Problem requirements:
Duplicate every item below, word for word and line for line, with nothing changed.
━━━━━ Given records
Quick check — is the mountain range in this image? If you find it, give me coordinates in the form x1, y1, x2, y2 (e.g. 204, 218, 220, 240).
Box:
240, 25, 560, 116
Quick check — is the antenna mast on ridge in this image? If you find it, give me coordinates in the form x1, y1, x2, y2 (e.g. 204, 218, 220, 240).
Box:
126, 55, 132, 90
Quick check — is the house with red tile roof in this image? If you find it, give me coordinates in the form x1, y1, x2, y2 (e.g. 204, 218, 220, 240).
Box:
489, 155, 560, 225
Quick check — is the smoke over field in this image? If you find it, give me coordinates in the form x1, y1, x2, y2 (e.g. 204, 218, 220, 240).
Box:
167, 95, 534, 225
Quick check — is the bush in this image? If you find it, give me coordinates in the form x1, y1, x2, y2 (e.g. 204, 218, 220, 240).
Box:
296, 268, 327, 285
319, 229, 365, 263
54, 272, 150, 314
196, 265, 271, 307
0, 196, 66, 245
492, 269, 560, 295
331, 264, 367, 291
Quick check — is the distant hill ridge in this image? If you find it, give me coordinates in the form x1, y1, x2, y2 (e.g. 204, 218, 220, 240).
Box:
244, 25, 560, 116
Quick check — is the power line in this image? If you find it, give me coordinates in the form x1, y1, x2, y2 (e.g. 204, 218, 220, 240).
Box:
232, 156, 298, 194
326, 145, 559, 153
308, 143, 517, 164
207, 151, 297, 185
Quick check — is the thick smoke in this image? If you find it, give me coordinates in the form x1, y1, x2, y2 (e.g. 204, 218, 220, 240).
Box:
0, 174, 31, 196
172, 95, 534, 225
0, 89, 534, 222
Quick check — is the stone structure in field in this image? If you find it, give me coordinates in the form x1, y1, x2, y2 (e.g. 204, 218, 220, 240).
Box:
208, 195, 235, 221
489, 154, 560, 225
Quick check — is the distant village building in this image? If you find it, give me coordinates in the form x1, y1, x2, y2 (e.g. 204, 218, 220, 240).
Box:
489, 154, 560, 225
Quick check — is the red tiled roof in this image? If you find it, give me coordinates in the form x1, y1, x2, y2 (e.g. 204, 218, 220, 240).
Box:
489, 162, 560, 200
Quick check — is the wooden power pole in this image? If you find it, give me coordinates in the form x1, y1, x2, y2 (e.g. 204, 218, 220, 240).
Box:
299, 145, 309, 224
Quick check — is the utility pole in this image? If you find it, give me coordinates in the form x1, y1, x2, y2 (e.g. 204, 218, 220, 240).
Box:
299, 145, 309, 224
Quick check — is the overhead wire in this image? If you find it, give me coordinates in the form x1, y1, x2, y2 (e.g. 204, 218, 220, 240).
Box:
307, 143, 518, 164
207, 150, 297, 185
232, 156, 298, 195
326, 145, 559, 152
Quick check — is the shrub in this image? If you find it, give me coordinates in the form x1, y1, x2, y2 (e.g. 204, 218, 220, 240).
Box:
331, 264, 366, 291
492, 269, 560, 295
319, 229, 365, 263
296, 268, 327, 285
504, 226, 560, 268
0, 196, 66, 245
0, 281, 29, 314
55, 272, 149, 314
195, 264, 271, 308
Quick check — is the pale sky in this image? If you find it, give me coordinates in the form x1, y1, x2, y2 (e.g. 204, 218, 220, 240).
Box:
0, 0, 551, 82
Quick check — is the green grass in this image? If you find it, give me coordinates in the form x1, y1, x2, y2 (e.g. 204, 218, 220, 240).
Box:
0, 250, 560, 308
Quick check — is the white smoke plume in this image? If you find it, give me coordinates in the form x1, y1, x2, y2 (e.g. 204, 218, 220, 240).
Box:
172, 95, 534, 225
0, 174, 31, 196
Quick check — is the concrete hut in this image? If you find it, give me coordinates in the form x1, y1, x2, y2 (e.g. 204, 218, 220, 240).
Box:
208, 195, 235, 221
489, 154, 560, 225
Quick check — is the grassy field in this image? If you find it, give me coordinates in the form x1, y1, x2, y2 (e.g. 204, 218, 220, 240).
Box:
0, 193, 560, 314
━━━━━━━━━━
Answer to this exercise:
Quick check — is the mountain range in this image? If you find it, give me coordinates in the form x1, y1, x2, y2 (e.g. 204, 218, 220, 240).
Box:
240, 25, 560, 116
Quick check — is the antenna mast on ridge in this image? If you find it, give me coordinates in the form x1, y1, x2, y2 (e.g. 204, 218, 220, 240).
Box:
126, 55, 132, 90
Quick check — is the house with red tile roof in this image? If you find it, give me coordinates in the form x1, y1, x2, y2 (e.g. 204, 218, 220, 240).
Box:
489, 155, 560, 225
Quick check — is the smoke over field in this image? If you find it, give me coordinates in the form x1, y1, x2, y2 (e.g. 204, 218, 220, 240).
Box:
167, 95, 534, 225
Quick check — is the bush in this image? If you find it, give me coordinates in the form x1, y1, x2, y2 (e.g. 204, 218, 220, 240).
Box:
296, 268, 327, 285
319, 229, 365, 263
54, 272, 150, 314
196, 265, 271, 307
0, 196, 66, 245
492, 269, 560, 295
331, 264, 367, 291
Quick check — is the distant hill ridge in this image? If you find it, give me coordinates in the form x1, y1, x2, y2 (e.g. 204, 218, 220, 240).
Box:
244, 25, 560, 116
Quick check — is the power line in this image? If you find it, give me coordinates in the form x1, y1, x2, y2 (e.g. 204, 218, 220, 240).
Box:
232, 156, 298, 194
326, 145, 559, 153
308, 143, 517, 164
207, 151, 297, 185
Quick check — is the thick smoke in this image? If you find it, give me coordinates in the form x1, y1, x2, y2 (e.g. 204, 218, 220, 240).
Box:
0, 174, 31, 196
172, 95, 534, 225
0, 89, 534, 222
Quick check — is the stone structure in field in this image? If you find it, give me coordinates in the form x1, y1, x2, y2 (e.g. 204, 218, 220, 240).
Box:
208, 195, 235, 221
489, 154, 560, 225
Quick check — is the distant village building in this image? If you find it, give me coordinates in the form x1, y1, x2, y2 (e.g. 204, 218, 220, 240).
Box:
489, 154, 560, 225
Quick check — is the red tiled roof in this image? If you find it, give me coordinates in the form x1, y1, x2, y2 (e.g. 204, 218, 220, 240).
Box:
489, 162, 560, 200
Quick check — is the wooden power pole in this image? If you find it, give me coordinates in the form x1, y1, x2, y2 (e.g. 204, 218, 220, 240).
Box:
299, 145, 309, 224
Quick check — is the utility pole in this image? If you find it, give me coordinates in the form x1, y1, x2, y2 (e.g. 204, 218, 220, 240).
Box:
299, 145, 309, 224
Quick check — is the overhead wire in this image? If you find it, give me coordinates in the form x1, y1, x2, y2 (e.g. 204, 218, 220, 240).
Box:
307, 143, 518, 164
207, 150, 297, 185
232, 156, 298, 195
326, 145, 559, 152
Quick check — is the shrub in this image? If you find it, give me coordinates in the form x1, y1, x2, y2 (e.g. 204, 218, 220, 240).
Box:
331, 264, 366, 291
492, 269, 560, 295
319, 229, 365, 263
296, 268, 327, 285
504, 226, 560, 268
0, 196, 66, 245
0, 281, 29, 314
55, 272, 149, 314
195, 264, 271, 308
Quick check — is the pale sky in this image? If you find it, give me coordinates in the form x1, y1, x2, y2 (e.g. 204, 218, 220, 240).
Box:
0, 0, 551, 82
Quick check — is the green grass in this image? If you find it, give me coordinates in the form x1, y1, x2, y2 (e.g. 204, 218, 220, 240).
Box:
0, 250, 560, 308
Quick check — is the white smoke plume in this image? If you find it, give me coordinates in the form x1, y1, x2, y2 (e.g. 204, 218, 220, 240).
Box:
172, 95, 534, 225
0, 174, 31, 196
Quick check — is the concrete hut in this image? If you find it, give me coordinates in the form x1, y1, x2, y2 (e.g. 204, 218, 220, 240).
Box:
208, 195, 235, 221
489, 154, 560, 225
Quick check — is the grassy field in this image? If you find it, give me coordinates in the form x1, y1, x2, y2 (e.g. 204, 218, 220, 240).
Box:
0, 193, 560, 314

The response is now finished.